Given data »
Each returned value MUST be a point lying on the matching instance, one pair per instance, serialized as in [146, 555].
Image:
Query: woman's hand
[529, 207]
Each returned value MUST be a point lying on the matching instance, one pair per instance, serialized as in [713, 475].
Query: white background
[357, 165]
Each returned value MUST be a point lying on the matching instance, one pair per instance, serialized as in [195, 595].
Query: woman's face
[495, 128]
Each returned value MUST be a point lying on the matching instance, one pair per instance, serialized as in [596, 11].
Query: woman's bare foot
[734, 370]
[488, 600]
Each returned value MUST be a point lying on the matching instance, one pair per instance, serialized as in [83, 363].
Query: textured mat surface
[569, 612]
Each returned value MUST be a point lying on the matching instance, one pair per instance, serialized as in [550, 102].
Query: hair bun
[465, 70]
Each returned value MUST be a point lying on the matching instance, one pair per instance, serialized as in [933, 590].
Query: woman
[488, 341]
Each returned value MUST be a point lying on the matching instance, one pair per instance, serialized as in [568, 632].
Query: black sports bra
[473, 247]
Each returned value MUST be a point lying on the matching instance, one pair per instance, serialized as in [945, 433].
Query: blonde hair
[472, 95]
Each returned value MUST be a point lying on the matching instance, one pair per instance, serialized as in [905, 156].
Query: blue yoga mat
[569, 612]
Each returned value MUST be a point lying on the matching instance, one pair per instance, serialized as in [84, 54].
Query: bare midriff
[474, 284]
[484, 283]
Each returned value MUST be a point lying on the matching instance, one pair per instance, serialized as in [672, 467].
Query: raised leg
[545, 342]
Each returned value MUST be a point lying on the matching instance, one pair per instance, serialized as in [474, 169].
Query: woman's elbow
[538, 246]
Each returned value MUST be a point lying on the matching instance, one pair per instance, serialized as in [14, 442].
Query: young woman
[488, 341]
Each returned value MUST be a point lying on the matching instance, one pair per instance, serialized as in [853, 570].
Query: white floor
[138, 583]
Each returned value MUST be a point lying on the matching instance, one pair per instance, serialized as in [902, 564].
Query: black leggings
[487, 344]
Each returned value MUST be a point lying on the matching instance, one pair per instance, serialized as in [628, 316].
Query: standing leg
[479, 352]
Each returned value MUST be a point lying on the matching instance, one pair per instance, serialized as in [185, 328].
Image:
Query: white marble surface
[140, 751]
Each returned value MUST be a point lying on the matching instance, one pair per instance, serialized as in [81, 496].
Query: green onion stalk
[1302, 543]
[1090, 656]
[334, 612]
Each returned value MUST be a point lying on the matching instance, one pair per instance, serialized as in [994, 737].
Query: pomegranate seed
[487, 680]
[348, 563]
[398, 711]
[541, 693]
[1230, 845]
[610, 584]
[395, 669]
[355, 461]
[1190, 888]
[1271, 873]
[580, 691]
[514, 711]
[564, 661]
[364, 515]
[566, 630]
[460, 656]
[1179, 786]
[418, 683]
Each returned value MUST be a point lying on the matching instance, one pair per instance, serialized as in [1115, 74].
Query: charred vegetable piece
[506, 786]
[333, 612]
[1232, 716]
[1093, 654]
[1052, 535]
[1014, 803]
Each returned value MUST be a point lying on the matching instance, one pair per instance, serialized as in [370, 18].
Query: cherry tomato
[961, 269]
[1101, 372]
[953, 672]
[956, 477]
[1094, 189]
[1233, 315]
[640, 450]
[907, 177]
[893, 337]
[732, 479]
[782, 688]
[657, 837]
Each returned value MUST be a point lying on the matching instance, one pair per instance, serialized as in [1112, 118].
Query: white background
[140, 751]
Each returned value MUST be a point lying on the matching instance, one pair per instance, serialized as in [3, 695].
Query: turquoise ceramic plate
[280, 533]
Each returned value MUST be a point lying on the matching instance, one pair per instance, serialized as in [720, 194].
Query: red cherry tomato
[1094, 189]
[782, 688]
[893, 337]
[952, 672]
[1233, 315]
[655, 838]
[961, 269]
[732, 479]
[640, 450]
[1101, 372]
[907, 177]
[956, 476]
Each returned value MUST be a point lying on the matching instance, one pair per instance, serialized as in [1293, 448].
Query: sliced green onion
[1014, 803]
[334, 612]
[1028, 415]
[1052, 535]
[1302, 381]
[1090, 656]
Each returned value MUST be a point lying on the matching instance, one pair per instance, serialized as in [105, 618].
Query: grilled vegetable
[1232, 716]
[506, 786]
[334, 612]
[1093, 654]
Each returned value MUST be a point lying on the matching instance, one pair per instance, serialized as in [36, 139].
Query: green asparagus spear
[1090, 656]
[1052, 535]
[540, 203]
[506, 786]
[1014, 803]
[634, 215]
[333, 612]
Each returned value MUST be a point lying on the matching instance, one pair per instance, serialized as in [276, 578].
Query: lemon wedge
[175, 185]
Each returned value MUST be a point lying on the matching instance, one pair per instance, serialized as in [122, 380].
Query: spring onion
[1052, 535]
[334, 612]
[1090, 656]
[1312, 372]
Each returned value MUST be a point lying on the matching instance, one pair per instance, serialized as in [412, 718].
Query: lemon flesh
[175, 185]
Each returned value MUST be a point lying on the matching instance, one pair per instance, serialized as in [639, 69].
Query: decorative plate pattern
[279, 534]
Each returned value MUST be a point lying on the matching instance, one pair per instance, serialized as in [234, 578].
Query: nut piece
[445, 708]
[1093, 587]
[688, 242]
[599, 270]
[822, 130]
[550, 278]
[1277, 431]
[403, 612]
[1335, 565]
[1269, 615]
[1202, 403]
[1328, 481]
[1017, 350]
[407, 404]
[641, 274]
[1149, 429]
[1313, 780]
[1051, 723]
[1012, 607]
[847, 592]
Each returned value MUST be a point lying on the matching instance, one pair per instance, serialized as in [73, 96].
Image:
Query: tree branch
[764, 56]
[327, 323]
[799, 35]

Aim of the task »
Can you arrange every line of the material above as a Markdown table with two columns, Row and Line, numbering the rows and leaving out any blank lines?

Exercise result »
| Row | Line |
|---|---|
| 1 | Each returned value MUST be a point lying on the matching instance, one pair per instance, serialized as in [146, 555]. |
| 2 | Image: |
| 3 | Query: woman's hand |
| 4 | [529, 207] |
| 5 | Each returned value MUST be a point lying on the matching instance, one pair per instance, serialized as in [713, 475]. |
| 6 | Query: white background |
| 7 | [357, 165] |
| 8 | Each returned value MUST be a point lying on the matching instance, one pair per instance, serialized as in [195, 595]. |
| 9 | Query: woman's face |
| 10 | [495, 128] |
| 11 | Each returned value MUST be a point lying on the matching instance, one pair per instance, serialized as in [596, 11]. |
| 12 | Query: woman's bare foot |
| 13 | [734, 370] |
| 14 | [488, 600] |
| 15 | Each returned value MUST be a point lying on the matching instance, one pair per instance, serialized as in [83, 363]. |
| 16 | Query: textured mat surface |
| 17 | [569, 612] |
| 18 | Each returned value MUST be a point lying on the matching instance, one pair per instance, serialized as in [550, 102]. |
| 19 | Query: hair bun |
| 20 | [465, 70] |
| 21 | Each returned value MUST be a point lying on the matching instance, one pair per instance, serialized as in [933, 590]. |
| 22 | Query: woman |
| 23 | [488, 341] |
| 24 | Each returned value MUST be a point lying on the matching instance, one pair per instance, serialized as in [568, 632]. |
| 25 | Query: black sports bra |
| 26 | [473, 247] |
| 27 | Each returned value MUST be a point lying on the matching instance, one pair per instance, serialized as in [945, 433]. |
| 28 | Query: blonde hair |
| 29 | [472, 95] |
| 30 | Each returned value MUST be a point lying on the matching instance, one pair per instance, serialized as in [905, 156]. |
| 31 | Query: blue yoga mat |
| 32 | [569, 612] |
| 33 | Each returned value MUST be a point lying on the matching instance, one pair per instance, serialized as in [84, 54]. |
| 34 | Query: bare midriff |
| 35 | [474, 284] |
| 36 | [484, 283] |
| 37 | Each returned value MUST be a point lying on the matching instance, one pair per instance, serialized as in [672, 467]. |
| 38 | Query: raised leg |
| 39 | [545, 342] |
| 40 | Each returned value MUST be a point lying on the matching instance, one pair per instance, serialized as in [474, 169]. |
| 41 | Query: woman's elbow |
| 42 | [538, 246] |
| 43 | Each returned value MUST be a point lying on the matching instance, one pair per instance, serialized as in [14, 442]. |
| 44 | Query: young woman |
| 45 | [488, 341] |
| 46 | Each returned value MUST be a point lying on the matching instance, one pair per instance, serialized as in [853, 570]. |
| 47 | Query: white floor |
| 48 | [138, 583] |
| 49 | Each returned value MUST be a point lying on the matching instance, one pair per instance, serialized as in [902, 564]. |
| 50 | Query: black leggings |
| 51 | [487, 344] |
| 52 | Each returned value MUST be a point lying on the matching instance, one pair per instance, serialized as in [628, 316]. |
| 53 | Query: standing leg |
| 54 | [479, 352] |
| 55 | Each returned value MUST be a point lying on the matching instance, one pair per instance, serialized as in [185, 328]. |
| 56 | Image: |
| 57 | Query: white marble surface |
| 58 | [140, 751] |
| 59 | Each returned value MUST be a point lying on the matching instance, one pair per instance, serialized as in [81, 496]. |
| 60 | Query: green onion stalk |
| 61 | [1302, 543] |
| 62 | [1090, 656] |
| 63 | [334, 612] |
| 64 | Each returned value MUST be a point lying on the matching instance, one pair per instance, serialized as in [994, 737]. |
| 65 | Query: pomegranate seed |
| 66 | [487, 680] |
| 67 | [348, 563] |
| 68 | [398, 711] |
| 69 | [541, 693] |
| 70 | [1230, 845] |
| 71 | [610, 584] |
| 72 | [395, 669] |
| 73 | [355, 461] |
| 74 | [1190, 888] |
| 75 | [1271, 873] |
| 76 | [580, 691] |
| 77 | [514, 711] |
| 78 | [564, 661] |
| 79 | [364, 515] |
| 80 | [566, 630] |
| 81 | [460, 656] |
| 82 | [1179, 786] |
| 83 | [418, 683] |
| 84 | Each returned value MUST be a point lying on the matching instance, one pair per instance, serialized as in [1115, 74]. |
| 85 | Query: charred vegetable piece |
| 86 | [506, 786] |
| 87 | [333, 612] |
| 88 | [1232, 716] |
| 89 | [1093, 654] |
| 90 | [1052, 535] |
| 91 | [1014, 803] |
| 92 | Each returned value MUST be a point lying on the matching instance, one pair per instance, serialized as in [370, 18]. |
| 93 | Query: cherry tomato |
| 94 | [961, 269] |
| 95 | [1101, 372] |
| 96 | [953, 672] |
| 97 | [956, 477] |
| 98 | [1094, 189] |
| 99 | [1233, 315] |
| 100 | [640, 450] |
| 101 | [907, 177] |
| 102 | [893, 337] |
| 103 | [732, 479] |
| 104 | [782, 688] |
| 105 | [657, 837] |
| 106 | Each returned value MUST be a point lying on the matching instance, one pair per instance, serialized as in [1112, 118]. |
| 107 | Query: white background |
| 108 | [140, 751] |
| 109 | Each returned value MUST be a point lying on the matching instance, one pair per instance, serialized as in [3, 695]. |
| 110 | Query: turquoise ceramic plate |
| 111 | [280, 533] |
| 112 | Each returned value MUST be a point lying on the matching instance, one pair per instance, serialized as in [720, 194]. |
| 113 | Query: red cherry tomato |
| 114 | [1094, 189] |
| 115 | [782, 688] |
| 116 | [893, 337] |
| 117 | [952, 672] |
| 118 | [1233, 315] |
| 119 | [655, 838] |
| 120 | [961, 269] |
| 121 | [732, 479] |
| 122 | [640, 450] |
| 123 | [1101, 372] |
| 124 | [907, 177] |
| 125 | [956, 476] |
| 126 | Each returned value MUST be a point lying on the matching instance, one pair per instance, serialized as in [1293, 448]. |
| 127 | Query: sliced green onion |
| 128 | [1014, 803] |
| 129 | [334, 612] |
| 130 | [1028, 415] |
| 131 | [1052, 535] |
| 132 | [1302, 381] |
| 133 | [1090, 656] |
| 134 | Each returned value MUST be a point lying on the matching instance, one pair per instance, serialized as in [105, 618]. |
| 135 | Query: grilled vegetable |
| 136 | [1232, 716] |
| 137 | [506, 786] |
| 138 | [334, 612] |
| 139 | [1093, 654] |
| 140 | Each returned value MUST be a point lying on the matching instance, one pair per instance, serialized as in [36, 139]. |
| 141 | Query: green asparagus spear |
| 142 | [1090, 656] |
| 143 | [1052, 535] |
| 144 | [540, 203] |
| 145 | [506, 786] |
| 146 | [1014, 803] |
| 147 | [634, 215] |
| 148 | [333, 612] |
| 149 | Each returned value MUST be a point lying on the matching instance, one pair per instance, serialized as in [276, 578]. |
| 150 | Query: lemon wedge |
| 151 | [175, 185] |
| 152 | Each returned value MUST be a point lying on the matching instance, one pair per instance, serialized as in [122, 380]. |
| 153 | Query: spring onion |
| 154 | [1052, 535] |
| 155 | [334, 612] |
| 156 | [1090, 656] |
| 157 | [1312, 372] |
| 158 | Each returned value MUST be a point lying on the matching instance, one pair per instance, serialized as in [412, 718]. |
| 159 | Query: lemon flesh |
| 160 | [175, 185] |
| 161 | Each returned value MUST be a point lying on the matching instance, one pair per instance, serialized as in [639, 69]. |
| 162 | Query: decorative plate pattern |
| 163 | [279, 534] |
| 164 | Each returned value MUST be a point lying on the matching instance, one pair per instance, serialized as in [234, 578]. |
| 165 | Query: nut piece |
| 166 | [445, 708] |
| 167 | [1093, 587] |
| 168 | [688, 242] |
| 169 | [599, 270] |
| 170 | [822, 130] |
| 171 | [550, 278] |
| 172 | [1277, 431] |
| 173 | [403, 612] |
| 174 | [1335, 565] |
| 175 | [1269, 615] |
| 176 | [1202, 403] |
| 177 | [1328, 481] |
| 178 | [1017, 350] |
| 179 | [407, 404] |
| 180 | [641, 274] |
| 181 | [1149, 429] |
| 182 | [1313, 780] |
| 183 | [1051, 723] |
| 184 | [1012, 607] |
| 185 | [847, 592] |
| 186 | Each returned value MUST be a point lying on the matching instance, one pair per instance, serialized as in [73, 96]. |
| 187 | Image: |
| 188 | Query: tree branch |
| 189 | [764, 56] |
| 190 | [327, 323] |
| 191 | [799, 35] |